■ **SOURCE DOCUMENT**:
American criminologist and educator (born 1949)

Lawrence W. Sherman (born 25 October 1949) is a founder of the fields of experimental criminology and evidence-based policing. Currently the Chair of the Cambridge Centre for Evidence-Based Policing, his 1981 launch of the first randomized controlled trial of the effects of arrest on repeat offending, the Minneapolis Domestic Violence Experiment, prompted 28 US states to change their domestic violence laws. It also led to hundreds more experiments in policing world-wide. In 1998 he founded (with David P. Farrington) the Academy of Experimental Criminology, and was elected its first president. He also published his first paper on evidence-based policing, which became the basis for the graduate course for police leaders that he taught at the Cambridge Institute of Criminology from 2007 through 2022. His teaching led his graduate students to create professional societies of evidence-based policing attracting members in the UK, Australia-New Zealand, the USA, Canada and the Netherlands. Most of those countries have also applied Sherman’s principles (with Peter Neyroud and Eleanor Neyroud) for the design of the Cambridge Crime Harm Index as a single metric for summarizing crime statistics.

Prior to his appointment as Wolfson Professor of Criminology at the University of Cambridge, he founded the criminology department at the University of Pennsylvania and taught at the Universities of Maryland and Albany. With Jerzy Sarnecki he led the creation of the Stockholm Prize in Criminology and its annual jury decisions since 2006. With Heather Strang and John Braithwaite (criminologist) he conducted the first randomised trials of restorative justice in Australia and the UK. Sherman also designed or led the first randomised trials of police raids, saturation patrols of crime hotspots, and duration vs. frequency of patrol presence.

==Education==
Sherman graduated magna cum laude from Denison University in 1970, with a B.A. in Political Science. He received an M.A. in social science from the University of Chicago in 1970, earned a Diploma in Criminology from Cambridge University in 1973, and received his M.A. and PhD in sociology from Yale University in 1974 and 1976 respectively.

■ **SUPPLIED RECORDS**:
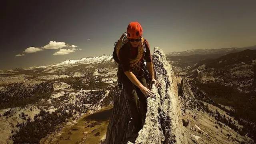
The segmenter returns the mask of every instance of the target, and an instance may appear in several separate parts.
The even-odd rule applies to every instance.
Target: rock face
[[[122,91],[114,98],[113,112],[108,127],[106,144],[188,144],[183,126],[176,77],[163,51],[155,48],[152,61],[155,78],[162,84],[151,90],[154,98],[147,100],[145,123],[138,137],[131,135],[133,124],[127,95]]]
[[[189,83],[186,78],[182,78],[181,80],[180,87],[179,90],[180,94],[184,98],[190,99],[195,99]]]

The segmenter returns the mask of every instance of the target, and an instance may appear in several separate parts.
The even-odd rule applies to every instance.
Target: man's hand
[[[162,87],[162,84],[160,83],[160,82],[158,82],[157,80],[156,80],[154,78],[152,78],[151,80],[152,82],[153,82],[153,84],[155,84],[156,86],[158,88],[160,88]]]
[[[147,98],[148,96],[152,97],[154,97],[154,92],[149,90],[148,88],[147,88],[147,87],[142,86],[140,88],[140,90],[141,92],[142,92],[143,94],[144,94],[144,95],[146,96],[146,98]]]

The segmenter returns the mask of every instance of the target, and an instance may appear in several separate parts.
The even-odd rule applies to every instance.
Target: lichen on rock
[[[143,127],[138,136],[132,135],[133,123],[125,91],[115,96],[113,112],[105,142],[110,144],[188,144],[182,125],[175,76],[165,54],[158,47],[152,55],[155,78],[162,84],[150,88],[154,98],[147,100],[147,112]]]

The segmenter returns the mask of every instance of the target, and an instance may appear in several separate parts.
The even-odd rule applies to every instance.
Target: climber
[[[142,34],[142,27],[138,22],[130,22],[126,33],[128,42],[120,49],[118,56],[120,67],[118,67],[118,74],[128,94],[135,127],[134,132],[137,133],[142,128],[146,118],[146,99],[149,96],[154,96],[153,92],[148,88],[147,81],[151,81],[158,88],[161,86],[154,78],[149,45]]]

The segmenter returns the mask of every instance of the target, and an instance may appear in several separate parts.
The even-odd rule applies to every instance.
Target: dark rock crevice
[[[152,61],[155,78],[162,84],[151,90],[154,98],[147,99],[147,112],[142,128],[132,135],[132,123],[127,95],[122,91],[114,98],[113,113],[108,127],[106,144],[187,144],[183,126],[176,78],[165,55],[155,48]]]

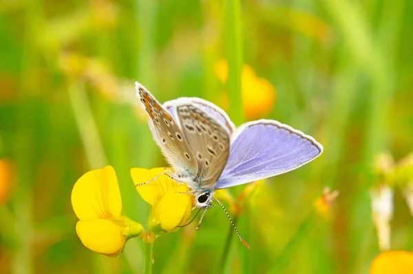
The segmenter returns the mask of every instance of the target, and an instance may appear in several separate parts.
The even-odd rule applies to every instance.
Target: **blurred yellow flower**
[[[143,227],[122,215],[122,199],[114,168],[89,171],[76,182],[72,205],[79,218],[76,226],[83,244],[110,257],[122,252],[127,239],[140,236]]]
[[[338,190],[332,192],[330,187],[325,187],[323,194],[314,203],[317,213],[326,219],[330,218],[331,204],[338,196]]]
[[[370,274],[413,273],[413,253],[403,251],[383,252],[373,260]]]
[[[147,170],[132,168],[131,175],[135,185],[148,181],[165,171],[163,168]],[[168,232],[178,231],[191,216],[194,201],[184,183],[178,183],[163,174],[151,183],[136,187],[142,198],[151,205],[148,220],[149,229],[156,231],[160,227]]]
[[[228,79],[228,63],[225,60],[215,65],[215,72],[218,79],[225,84]],[[242,67],[242,104],[246,118],[253,119],[267,115],[275,103],[274,87],[266,79],[257,77],[248,65]]]
[[[0,205],[10,198],[14,183],[12,167],[7,160],[0,160]]]

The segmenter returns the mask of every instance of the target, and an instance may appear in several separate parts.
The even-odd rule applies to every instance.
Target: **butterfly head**
[[[212,206],[213,192],[209,190],[197,192],[195,194],[196,207],[201,209],[209,209]]]

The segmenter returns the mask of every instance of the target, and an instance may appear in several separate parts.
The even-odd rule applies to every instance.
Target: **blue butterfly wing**
[[[246,123],[237,130],[228,162],[215,188],[239,185],[297,168],[319,156],[313,137],[273,120]]]

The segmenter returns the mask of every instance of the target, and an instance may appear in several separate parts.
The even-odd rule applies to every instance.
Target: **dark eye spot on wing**
[[[210,148],[210,147],[209,147],[209,146],[206,146],[206,150],[208,150],[208,152],[209,152],[209,153],[211,153],[211,154],[212,155],[213,155],[215,157],[217,157],[217,154],[216,154],[216,152],[215,152],[215,150],[213,150],[212,148]]]
[[[191,157],[189,157],[189,155],[187,152],[185,152],[185,157],[187,157],[187,159],[188,159],[188,160],[191,160]]]
[[[188,130],[191,132],[195,132],[195,128],[192,126],[185,124],[185,128],[188,128]]]

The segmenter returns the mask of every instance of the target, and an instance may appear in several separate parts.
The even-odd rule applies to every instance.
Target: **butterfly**
[[[235,128],[223,110],[208,101],[181,98],[161,105],[137,82],[136,88],[153,139],[174,170],[165,172],[187,184],[200,209],[212,206],[215,190],[287,172],[323,152],[314,138],[277,121]]]

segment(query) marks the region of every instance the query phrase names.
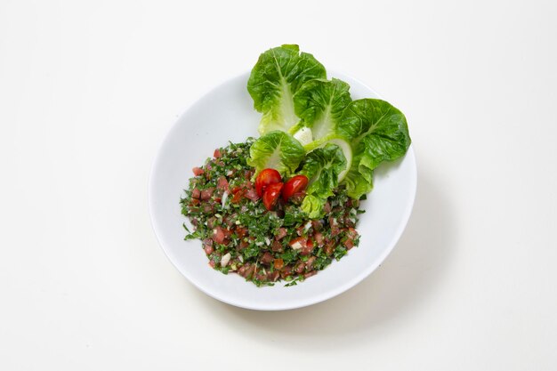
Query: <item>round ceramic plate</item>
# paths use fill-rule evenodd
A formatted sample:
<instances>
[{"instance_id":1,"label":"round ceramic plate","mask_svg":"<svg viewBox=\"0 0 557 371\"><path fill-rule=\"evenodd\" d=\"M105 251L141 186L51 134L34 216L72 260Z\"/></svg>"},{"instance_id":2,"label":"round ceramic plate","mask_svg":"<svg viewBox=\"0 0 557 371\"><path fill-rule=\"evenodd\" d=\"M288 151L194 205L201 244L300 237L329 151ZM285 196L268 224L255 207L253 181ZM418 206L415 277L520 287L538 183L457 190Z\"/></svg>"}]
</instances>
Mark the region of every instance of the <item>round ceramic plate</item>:
<instances>
[{"instance_id":1,"label":"round ceramic plate","mask_svg":"<svg viewBox=\"0 0 557 371\"><path fill-rule=\"evenodd\" d=\"M378 98L350 77L331 74L351 85L352 99ZM296 286L257 287L237 274L211 269L201 241L185 241L180 198L193 176L191 169L204 164L214 149L230 141L257 137L261 115L253 109L246 88L249 75L227 81L191 106L174 124L153 164L149 206L155 234L173 264L208 295L238 307L278 311L303 307L335 296L367 277L385 259L399 240L414 205L416 186L412 147L406 156L375 172L375 188L361 207L357 230L359 246L339 262ZM410 127L411 133L411 127Z\"/></svg>"}]
</instances>

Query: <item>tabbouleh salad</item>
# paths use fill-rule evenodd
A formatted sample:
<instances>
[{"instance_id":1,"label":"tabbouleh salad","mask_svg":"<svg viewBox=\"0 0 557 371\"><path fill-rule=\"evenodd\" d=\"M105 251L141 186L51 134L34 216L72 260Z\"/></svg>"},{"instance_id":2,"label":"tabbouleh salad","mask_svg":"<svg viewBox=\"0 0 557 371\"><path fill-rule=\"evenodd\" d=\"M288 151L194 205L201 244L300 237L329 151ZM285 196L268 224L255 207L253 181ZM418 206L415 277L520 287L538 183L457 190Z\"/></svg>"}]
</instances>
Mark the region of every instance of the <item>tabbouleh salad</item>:
<instances>
[{"instance_id":1,"label":"tabbouleh salad","mask_svg":"<svg viewBox=\"0 0 557 371\"><path fill-rule=\"evenodd\" d=\"M203 241L211 267L257 286L279 279L292 285L358 246L354 227L362 211L343 187L334 191L320 219L302 211L302 195L267 210L250 181L255 171L246 164L252 143L249 139L216 149L205 165L194 168L196 176L181 200L195 228L186 239Z\"/></svg>"},{"instance_id":2,"label":"tabbouleh salad","mask_svg":"<svg viewBox=\"0 0 557 371\"><path fill-rule=\"evenodd\" d=\"M350 85L298 45L262 52L247 81L258 138L214 150L181 199L209 265L257 286L315 275L359 242L374 170L405 155L406 117L389 102L352 100Z\"/></svg>"}]
</instances>

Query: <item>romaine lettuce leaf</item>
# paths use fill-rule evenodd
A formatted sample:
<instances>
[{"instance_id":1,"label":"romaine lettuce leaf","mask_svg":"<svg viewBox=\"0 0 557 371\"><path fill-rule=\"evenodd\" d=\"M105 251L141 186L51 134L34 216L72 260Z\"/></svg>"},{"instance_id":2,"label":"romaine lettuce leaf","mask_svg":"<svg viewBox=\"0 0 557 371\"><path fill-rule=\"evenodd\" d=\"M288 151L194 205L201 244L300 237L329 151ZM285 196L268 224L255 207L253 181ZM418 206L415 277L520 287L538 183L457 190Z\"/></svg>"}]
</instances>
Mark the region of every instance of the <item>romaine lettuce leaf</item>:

■ **EXERCISE GOAL**: Condense the paragraph of the Sherman biography that opens with "Prior to his appointment" into a bulleted list, keeping its main facts.

■ **WRITTEN RESPONSE**:
- Before becoming Wolfson Professor of Criminology at the University of Cambridge, founded the criminology department at the University of Pennsylvania and taught at the Universities of Maryland and Albany.
- With Jerzy Sarnecki, led the creation of the Stockholm Prize in Criminology and has led its annual jury decisions since 2006.
- With Heather Strang and John Braithwaite, conducted the first randomized trials of restorative justice in Australia and the UK.
- Designed or led the first randomized trials of police raids, saturation patrols of crime hotspots, and duration vs. frequency of patrol presence.